Entries from a point annotation set:
= = =
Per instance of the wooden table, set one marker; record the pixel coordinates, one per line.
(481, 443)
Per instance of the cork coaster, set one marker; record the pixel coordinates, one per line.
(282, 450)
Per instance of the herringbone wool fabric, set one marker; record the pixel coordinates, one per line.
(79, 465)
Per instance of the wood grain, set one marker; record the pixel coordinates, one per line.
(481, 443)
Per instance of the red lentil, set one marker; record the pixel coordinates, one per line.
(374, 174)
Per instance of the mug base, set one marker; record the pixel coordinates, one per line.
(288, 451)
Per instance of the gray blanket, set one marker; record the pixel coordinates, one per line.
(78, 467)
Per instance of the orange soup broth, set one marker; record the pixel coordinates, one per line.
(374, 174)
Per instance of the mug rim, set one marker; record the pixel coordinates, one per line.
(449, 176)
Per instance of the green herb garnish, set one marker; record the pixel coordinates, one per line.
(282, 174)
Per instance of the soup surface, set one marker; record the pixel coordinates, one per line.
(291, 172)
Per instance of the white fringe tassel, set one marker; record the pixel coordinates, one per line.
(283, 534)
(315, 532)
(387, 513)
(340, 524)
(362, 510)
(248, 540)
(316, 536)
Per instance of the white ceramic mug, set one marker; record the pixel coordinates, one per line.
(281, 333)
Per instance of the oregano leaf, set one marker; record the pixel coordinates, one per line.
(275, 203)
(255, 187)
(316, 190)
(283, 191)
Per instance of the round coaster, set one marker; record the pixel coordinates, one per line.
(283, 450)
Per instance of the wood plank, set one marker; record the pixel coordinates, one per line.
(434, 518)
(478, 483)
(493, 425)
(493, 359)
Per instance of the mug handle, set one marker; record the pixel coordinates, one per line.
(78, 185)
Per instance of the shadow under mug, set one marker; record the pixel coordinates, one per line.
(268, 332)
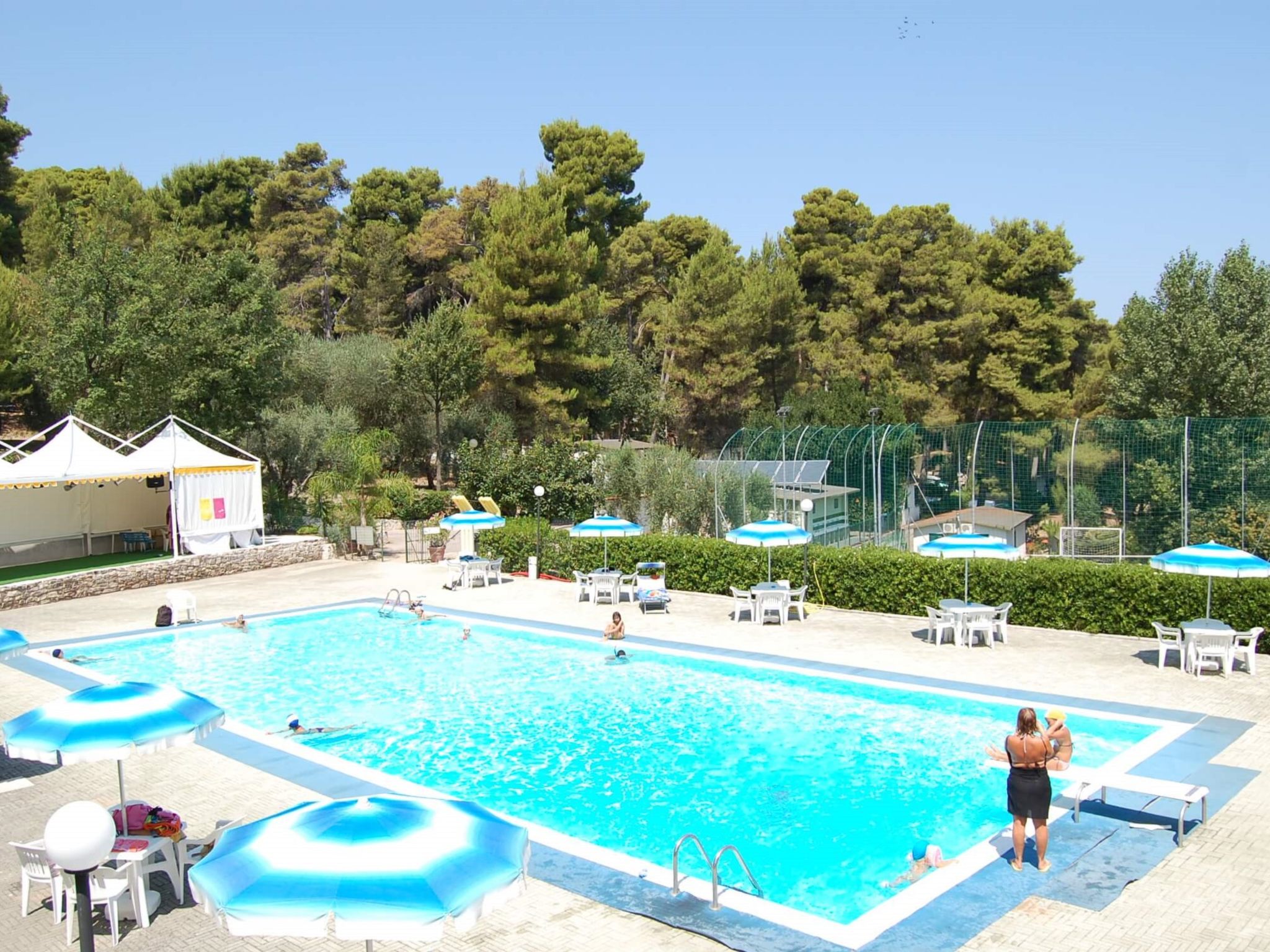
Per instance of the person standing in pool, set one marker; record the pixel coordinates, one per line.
(616, 628)
(1028, 790)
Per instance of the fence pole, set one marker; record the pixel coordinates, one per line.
(1185, 478)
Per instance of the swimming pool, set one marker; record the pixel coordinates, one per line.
(821, 781)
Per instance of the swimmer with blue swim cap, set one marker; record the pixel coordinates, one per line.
(922, 857)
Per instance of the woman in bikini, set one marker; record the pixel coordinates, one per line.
(1028, 791)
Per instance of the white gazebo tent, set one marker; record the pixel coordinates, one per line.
(215, 496)
(76, 491)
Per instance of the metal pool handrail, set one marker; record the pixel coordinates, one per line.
(714, 868)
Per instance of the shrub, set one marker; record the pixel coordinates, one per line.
(1121, 598)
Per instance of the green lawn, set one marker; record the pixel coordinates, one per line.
(46, 570)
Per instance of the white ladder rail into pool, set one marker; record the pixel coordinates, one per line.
(393, 601)
(713, 865)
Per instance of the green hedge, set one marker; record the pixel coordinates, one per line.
(1053, 593)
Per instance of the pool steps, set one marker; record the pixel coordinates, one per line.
(393, 601)
(714, 867)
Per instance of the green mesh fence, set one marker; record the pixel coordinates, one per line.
(1094, 488)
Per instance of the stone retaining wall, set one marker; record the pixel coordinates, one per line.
(166, 571)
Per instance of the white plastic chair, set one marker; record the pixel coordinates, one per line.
(1169, 640)
(183, 606)
(458, 573)
(1000, 622)
(494, 571)
(798, 599)
(606, 587)
(190, 851)
(36, 871)
(107, 888)
(629, 587)
(1245, 648)
(982, 624)
(1213, 649)
(771, 603)
(938, 625)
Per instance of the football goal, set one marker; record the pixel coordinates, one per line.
(1091, 542)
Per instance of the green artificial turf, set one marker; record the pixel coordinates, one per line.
(46, 570)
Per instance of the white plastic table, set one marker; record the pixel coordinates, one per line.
(959, 610)
(1202, 626)
(134, 861)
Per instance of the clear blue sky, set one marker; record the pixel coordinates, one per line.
(1142, 127)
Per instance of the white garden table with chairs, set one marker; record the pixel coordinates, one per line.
(1210, 640)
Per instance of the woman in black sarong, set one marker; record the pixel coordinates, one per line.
(1028, 791)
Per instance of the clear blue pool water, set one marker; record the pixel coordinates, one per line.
(822, 783)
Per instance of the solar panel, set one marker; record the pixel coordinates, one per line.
(794, 472)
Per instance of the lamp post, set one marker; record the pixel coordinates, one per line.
(539, 491)
(783, 412)
(78, 839)
(807, 506)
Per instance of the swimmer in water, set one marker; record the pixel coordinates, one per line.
(294, 728)
(74, 659)
(922, 858)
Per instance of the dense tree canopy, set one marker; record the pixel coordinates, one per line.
(293, 307)
(1201, 346)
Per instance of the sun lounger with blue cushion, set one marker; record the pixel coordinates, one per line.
(651, 587)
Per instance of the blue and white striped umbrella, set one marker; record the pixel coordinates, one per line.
(1213, 560)
(12, 644)
(473, 519)
(383, 867)
(968, 545)
(769, 534)
(111, 723)
(605, 527)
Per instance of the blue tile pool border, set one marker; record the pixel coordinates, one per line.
(944, 923)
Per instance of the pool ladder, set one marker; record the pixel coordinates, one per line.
(714, 867)
(393, 601)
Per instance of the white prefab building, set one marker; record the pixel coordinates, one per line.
(74, 495)
(1009, 526)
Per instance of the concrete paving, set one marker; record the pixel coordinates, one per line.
(1209, 895)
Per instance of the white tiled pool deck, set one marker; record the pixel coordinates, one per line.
(1213, 894)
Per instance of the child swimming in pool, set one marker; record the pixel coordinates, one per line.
(295, 728)
(922, 858)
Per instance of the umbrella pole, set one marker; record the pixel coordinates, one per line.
(123, 800)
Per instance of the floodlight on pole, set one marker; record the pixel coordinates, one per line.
(79, 838)
(539, 491)
(807, 506)
(783, 412)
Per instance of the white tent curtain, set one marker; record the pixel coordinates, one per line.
(75, 487)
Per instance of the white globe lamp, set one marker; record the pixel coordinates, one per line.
(79, 838)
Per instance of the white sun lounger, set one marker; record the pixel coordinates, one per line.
(1085, 780)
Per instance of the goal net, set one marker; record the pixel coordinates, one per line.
(1091, 542)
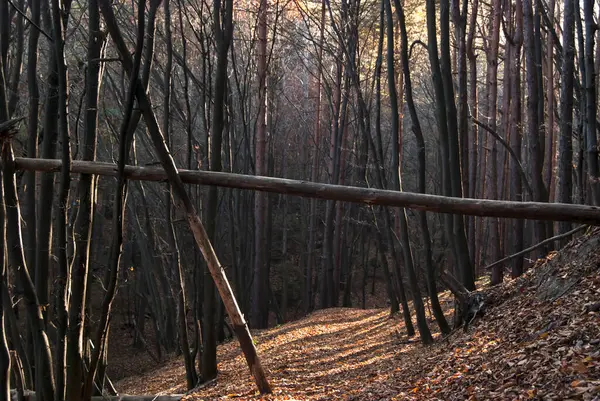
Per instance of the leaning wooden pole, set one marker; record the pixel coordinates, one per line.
(185, 203)
(371, 196)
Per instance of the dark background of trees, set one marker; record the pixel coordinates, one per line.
(465, 99)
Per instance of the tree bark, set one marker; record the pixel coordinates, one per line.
(424, 331)
(260, 300)
(371, 196)
(82, 233)
(591, 143)
(416, 128)
(184, 202)
(565, 142)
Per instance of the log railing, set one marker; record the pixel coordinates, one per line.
(434, 203)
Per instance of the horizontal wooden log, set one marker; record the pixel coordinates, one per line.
(31, 396)
(370, 196)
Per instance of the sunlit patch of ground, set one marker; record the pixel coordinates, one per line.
(526, 347)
= = =
● **YOUR GOAL**
Transcribe the listing in full and omit the pictures.

● **RESULT OF THE TASK**
Per instance of the wooden table, set one marker; record the pixel coordinates, one per line.
(481, 443)
Per instance of the cork coaster, set one marker; record the pixel coordinates, one per line.
(282, 450)
Per instance of the herringbone wool fabric, set one marker; record the pixel coordinates, one per line.
(79, 465)
Per instance of the wood grain, set one marker; record the pixel coordinates, one per line.
(481, 443)
Per instance of the red lentil, set one marker; record the pixel coordinates, one per line.
(374, 174)
Per instance of the mug base, set one marker; record the pixel coordinates, one per line.
(288, 451)
Per instance of the gray blanket, set one marker; record the pixel coordinates, one per line.
(78, 467)
Per instance of the orange soup broth, set one marker; record the pixel coordinates, one per line.
(374, 174)
Per instance of the mug rim, set one marker; record the pixel coordinates, one per line.
(449, 176)
Per instance of the green herb garnish, set one marker; record the pixel coordinates, one per line.
(282, 174)
Per instance of the soup surface, set one marker; record the pixel coordinates, one per line.
(291, 172)
Per instance of the white fringe tassel, set one marker; record the pixel coordinates, one per line.
(283, 534)
(315, 532)
(387, 513)
(340, 524)
(362, 510)
(248, 540)
(316, 536)
Per instance of the white ceramic mug, set one marker; record the pixel coordinates, one per line.
(281, 333)
Per instance of the oregano leaf, set one marker; record the pixel coordinates, one per line.
(275, 203)
(255, 187)
(316, 190)
(283, 191)
Per instance of the round coaster, set one marker; record the pixel coordinates, one per line.
(283, 450)
Per instance of the wood plank, set one marker; record the pixel coordinates, one per line.
(434, 518)
(478, 483)
(493, 425)
(493, 359)
Per instance of the mug handle, set one marker; record the pixel coordinates, one per line.
(78, 185)
Per instance of the shadow under mug, set one marker; record the pixel coordinates, one per line.
(268, 332)
Per instance of the person standing in pool, set one marker; record the pixel coordinates, one per line.
(616, 628)
(1028, 790)
Per instance of the fence pole, set one marker; record the pixel coordinates, one per line.
(1185, 478)
Per instance of the swimming pool, set one marker; record the pixel coordinates, one per line.
(821, 781)
Per instance of the swimmer with blue swim cap, set one marker; record the pixel coordinates, one per line.
(922, 857)
Per instance of the woman in bikini, set one marker; record the pixel coordinates, one per line.
(1028, 791)
Per instance of the white gazebo tent, set one marker; record the pixel coordinates, one per line.
(215, 496)
(76, 491)
Per instance of the metal pool handrail, set one marker; record the pixel coordinates, one per line.
(714, 868)
Per instance of the shrub, set one marker; record the pixel coordinates, one per line.
(1121, 598)
Per instance of the green lawn, set one marker; record the pixel coordinates, one per line.
(46, 570)
Per instance of the white ladder rail into pool, set one marker; record the pixel coordinates, one per line.
(393, 601)
(713, 865)
Per instance of the green hedge, set one marker; record the pixel coordinates, one per line.
(1053, 593)
Per instance of the pool steps, set one marker; record the pixel coordinates, one per line.
(393, 601)
(714, 867)
Per instance of the green mesh fence, set one marker; record the pixel coordinates, one per line.
(1094, 488)
Per instance of the stone retaining wall, set one marker; record the pixel coordinates, one per line.
(166, 571)
Per instance of the white plastic chair, set one marker; record the pixel coordinates, one per line.
(1169, 640)
(183, 606)
(458, 573)
(1000, 622)
(494, 571)
(798, 599)
(606, 587)
(190, 851)
(36, 871)
(107, 888)
(629, 587)
(1245, 648)
(982, 624)
(1213, 649)
(771, 603)
(938, 625)
Per instance of the football goal, set one marker; record the pixel coordinates, one per line.
(1091, 542)
Per instance of the green artificial turf, set one marker; record the pixel coordinates, one per line.
(46, 570)
Per instance of the white plastic table, set one marker; record the pixel coordinates, one per line.
(959, 610)
(1202, 626)
(134, 861)
Per instance of the clear blue sky, set one marker; record the pixel coordinates, one per line.
(1142, 127)
Per instance of the white garden table with chairs, set one marker; record the pixel coordinates, one per line.
(1210, 640)
Per instance of the woman in black sarong, set one marker; record the pixel coordinates, one per line.
(1028, 791)
Per instance of the clear blue pool water, set one marker; record the pixel coordinates, one per line.
(822, 783)
Per instance of the solar panel, set one marker; record the pixel coordinates, one per line.
(794, 472)
Per instance of the lamp post, set one marker; record the pixel coordinates, one per line.
(539, 491)
(783, 412)
(78, 839)
(807, 506)
Per instance of the swimmer in water, set one marker; record the pixel coordinates, one per line.
(294, 728)
(74, 659)
(922, 858)
Per instance of the dense tree canopy, set one marker; record the pixel coordinates, one per line.
(293, 307)
(1201, 346)
Per instance of the sun lounger with blue cushion, set one marker; record the pixel coordinates, one per line.
(651, 587)
Per instance of the blue and white striped umbrella, set one marker; record the pixel coordinates, one per line.
(1213, 560)
(12, 644)
(473, 519)
(383, 867)
(968, 545)
(769, 534)
(111, 723)
(605, 527)
Per instance of the blue tile pool border, set one marker; record the pixel coordinates, one per line.
(944, 923)
Per instance of the pool ladder, set one marker; record the pixel coordinates, one per line.
(714, 867)
(393, 601)
Per instance of the white prefab building, set one marker; record the pixel coordinates, one per line.
(74, 495)
(1009, 526)
Per instance of the concrete paving, set one marker; record the pixel coordinates, one per line.
(1209, 895)
Per instance of the white tiled pool deck, set one marker; record the pixel coordinates, one per line.
(1213, 894)
Per instance of the child swimming in pool, set one marker; record the pixel coordinates, one per line.
(295, 728)
(922, 858)
Per instance of the umbrella pole, set one marker; record the pixel coordinates, one per line.
(123, 800)
Per instance of the floodlight on pole, set one marker; record the pixel coordinates, one per line.
(79, 838)
(539, 491)
(807, 506)
(783, 412)
Per instance of the white tent curtain, set one marker; record the pixel coordinates, one per line.
(75, 487)
Per instance of the white globe lamp, set one marker; record the pixel coordinates, one per line.
(79, 838)
Per instance of the white sun lounger, set one marker; record the pixel coordinates, one per line.
(1085, 780)
Per instance of the goal net, set one marker; record the pixel coordinates, one per line.
(1091, 542)
Per instance of the leaning wooden pole, set one marker; record the pixel coordinates, one per line.
(185, 203)
(371, 196)
Per instance of the dark background of trees, set one marker; record the pixel coordinates, one per line.
(465, 99)
Per instance of the tree bark, set one marker; record the pixel coordinates, one per line.
(424, 331)
(260, 300)
(371, 196)
(82, 233)
(591, 143)
(416, 128)
(184, 202)
(565, 142)
Per instance of the log railing, set one marker; record the pixel coordinates, one per line.
(434, 203)
Per instance of the horizontal wooden log, set one marker; record the pixel coordinates, one per line.
(31, 396)
(370, 196)
Per instance of the sunlit patch of ground, set one marker; record the pixel coordinates, one per line.
(526, 347)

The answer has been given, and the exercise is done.